Data lines:
════════════════

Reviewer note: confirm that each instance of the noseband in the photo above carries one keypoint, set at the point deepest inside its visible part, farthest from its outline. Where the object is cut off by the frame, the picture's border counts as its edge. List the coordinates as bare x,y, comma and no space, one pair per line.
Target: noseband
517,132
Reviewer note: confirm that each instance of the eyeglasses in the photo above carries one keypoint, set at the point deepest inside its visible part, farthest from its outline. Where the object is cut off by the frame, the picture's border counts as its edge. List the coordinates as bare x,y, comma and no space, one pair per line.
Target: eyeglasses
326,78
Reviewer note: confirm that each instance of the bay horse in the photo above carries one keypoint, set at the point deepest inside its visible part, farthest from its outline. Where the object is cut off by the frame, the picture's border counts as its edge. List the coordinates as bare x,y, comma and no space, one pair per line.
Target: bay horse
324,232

════════════════

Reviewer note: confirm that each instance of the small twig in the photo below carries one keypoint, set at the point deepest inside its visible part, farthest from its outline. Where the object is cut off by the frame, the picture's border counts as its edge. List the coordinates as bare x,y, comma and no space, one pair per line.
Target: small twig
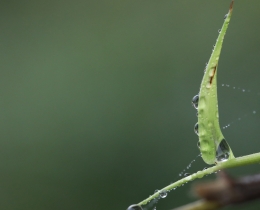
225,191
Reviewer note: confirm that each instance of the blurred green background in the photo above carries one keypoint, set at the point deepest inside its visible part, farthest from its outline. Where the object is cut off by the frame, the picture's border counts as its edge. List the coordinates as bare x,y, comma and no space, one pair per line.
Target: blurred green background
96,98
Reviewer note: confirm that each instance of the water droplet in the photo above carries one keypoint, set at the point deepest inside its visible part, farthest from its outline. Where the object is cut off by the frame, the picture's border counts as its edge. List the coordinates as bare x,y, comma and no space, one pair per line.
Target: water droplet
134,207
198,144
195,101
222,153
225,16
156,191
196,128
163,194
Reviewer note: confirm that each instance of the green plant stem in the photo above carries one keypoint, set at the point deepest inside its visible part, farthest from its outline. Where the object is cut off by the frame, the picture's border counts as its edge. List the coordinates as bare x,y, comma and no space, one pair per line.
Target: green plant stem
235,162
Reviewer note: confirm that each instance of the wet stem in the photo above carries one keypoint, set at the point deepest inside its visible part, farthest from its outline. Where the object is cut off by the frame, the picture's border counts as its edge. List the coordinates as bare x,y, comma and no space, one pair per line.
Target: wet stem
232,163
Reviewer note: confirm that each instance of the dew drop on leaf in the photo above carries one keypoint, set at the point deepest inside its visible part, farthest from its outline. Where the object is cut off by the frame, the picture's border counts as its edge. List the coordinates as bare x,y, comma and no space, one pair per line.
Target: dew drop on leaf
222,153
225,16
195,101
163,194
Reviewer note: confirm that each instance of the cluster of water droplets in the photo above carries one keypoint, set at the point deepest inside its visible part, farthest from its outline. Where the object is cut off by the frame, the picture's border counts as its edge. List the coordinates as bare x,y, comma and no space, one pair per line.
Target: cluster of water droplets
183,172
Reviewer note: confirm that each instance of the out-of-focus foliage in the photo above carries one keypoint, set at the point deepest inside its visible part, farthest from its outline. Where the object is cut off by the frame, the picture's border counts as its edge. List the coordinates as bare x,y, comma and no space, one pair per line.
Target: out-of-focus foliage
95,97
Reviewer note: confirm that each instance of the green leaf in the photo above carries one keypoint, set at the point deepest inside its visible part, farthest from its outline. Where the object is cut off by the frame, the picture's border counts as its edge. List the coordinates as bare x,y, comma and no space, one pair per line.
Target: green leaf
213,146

════════════════

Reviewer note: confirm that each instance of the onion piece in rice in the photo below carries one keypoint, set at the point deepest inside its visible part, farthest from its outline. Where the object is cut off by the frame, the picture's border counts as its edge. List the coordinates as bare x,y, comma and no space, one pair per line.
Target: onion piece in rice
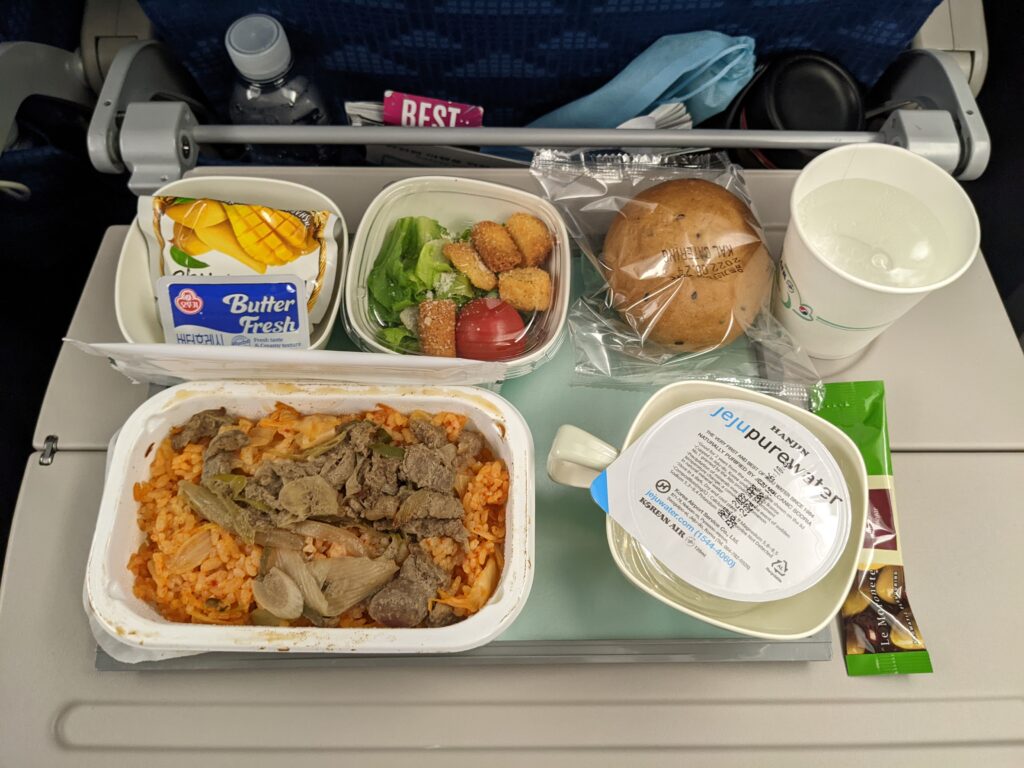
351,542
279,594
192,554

════════════════

### Work to be completed
Could you copy out, word for word, the lines of the listing beginning with the line containing "Reviewer note: confirm that each instance of the noseband" and continuing through the line containing "Target: noseband", both of those lines included?

### Result of this task
Reviewer note: confirm that each instance of the noseband in the photo above carries one keypoint, set at the point deepest inside its visible part, farthest from its outline. Where the object is cut off by the frame, the picture's border counts as its edge. List the coordinates as bare x,y, comma and no space, one pair per line.
Target: noseband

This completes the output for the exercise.